-- BEGIN Material to process --

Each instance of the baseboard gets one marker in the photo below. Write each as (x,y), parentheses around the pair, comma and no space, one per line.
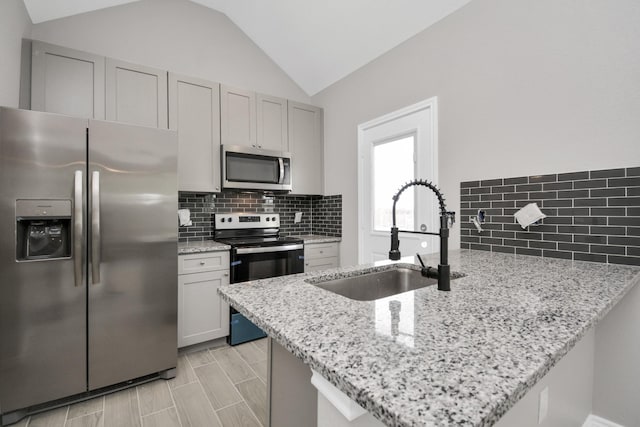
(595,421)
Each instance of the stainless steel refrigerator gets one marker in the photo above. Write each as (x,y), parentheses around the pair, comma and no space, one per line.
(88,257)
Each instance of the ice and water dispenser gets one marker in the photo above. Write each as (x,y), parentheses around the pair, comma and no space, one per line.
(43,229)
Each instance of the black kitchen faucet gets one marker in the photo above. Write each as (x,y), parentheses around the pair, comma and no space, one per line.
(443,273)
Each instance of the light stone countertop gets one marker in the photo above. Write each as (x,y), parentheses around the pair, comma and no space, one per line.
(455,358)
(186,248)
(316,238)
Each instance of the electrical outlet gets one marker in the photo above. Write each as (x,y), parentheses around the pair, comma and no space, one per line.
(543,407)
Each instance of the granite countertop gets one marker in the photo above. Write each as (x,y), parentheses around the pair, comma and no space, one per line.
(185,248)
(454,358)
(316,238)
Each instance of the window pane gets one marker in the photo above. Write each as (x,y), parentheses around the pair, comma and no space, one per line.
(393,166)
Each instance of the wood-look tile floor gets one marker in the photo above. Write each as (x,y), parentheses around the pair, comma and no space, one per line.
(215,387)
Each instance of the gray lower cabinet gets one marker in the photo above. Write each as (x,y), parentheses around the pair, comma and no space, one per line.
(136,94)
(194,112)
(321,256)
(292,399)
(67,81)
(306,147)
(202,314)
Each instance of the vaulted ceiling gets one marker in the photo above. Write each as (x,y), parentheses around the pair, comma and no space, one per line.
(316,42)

-- END Material to process --

» Challenge: Write out the data precisely as given, excluding the pictures.

» Exercise output:
Each instance of the baseboard gets one marker in the photo below. Write each as (x,y), parentheses around the pair, comma and no space, one per line.
(595,421)
Each instance of the stainless steel refrigerator gets one marker in the photo above. Write each as (x,y), parentheses around the pair, comma and no space, one per line.
(88,257)
Each instance of the ice and water dispenser gets one marker in the photo above. Write each as (x,y), parentheses around the pair, comma and no space, one per line.
(43,229)
Each instance of the black kitchen faucet gets one marker in the photo above. Write each as (x,y), parentheses around the pair, comma and no space, one per line.
(443,273)
Each instance of the light stone countertop gets one marker in the photo above. Write each as (x,y), parentheses around the pair, comma and no space, one per line.
(455,358)
(186,248)
(316,238)
Each instance of the electrical outlet gets one marker in the photo above. Write each as (x,y), parentheses around the pair, comma and no space, one per line.
(543,407)
Each instance of the granite countertop gets one marker in the photo above. Write each as (x,y), parentheses around the pair, comma and no space, one per line.
(185,248)
(454,358)
(316,238)
Each instance of the window pane gets one marker in the photo above. Write each as (x,y), parentheses around the pair, comma and no space, one per line.
(393,166)
Each instance of the wood-look tile floor gets one marker in the photo above. Write each as (x,y), parentheses around the pair, comma and no space, one per line.
(215,387)
Each instance of the gray lower cabinet gets one marker in the photo above. Write each as (x,y), parentheses around the pair, comma and no space, one per line.
(136,94)
(194,112)
(321,256)
(292,399)
(67,81)
(306,147)
(202,314)
Each instance of the vaulted ceiling gets one marker in the photo above. Write each as (x,y), parentheses around the pair, comma and no space, one per line.
(316,42)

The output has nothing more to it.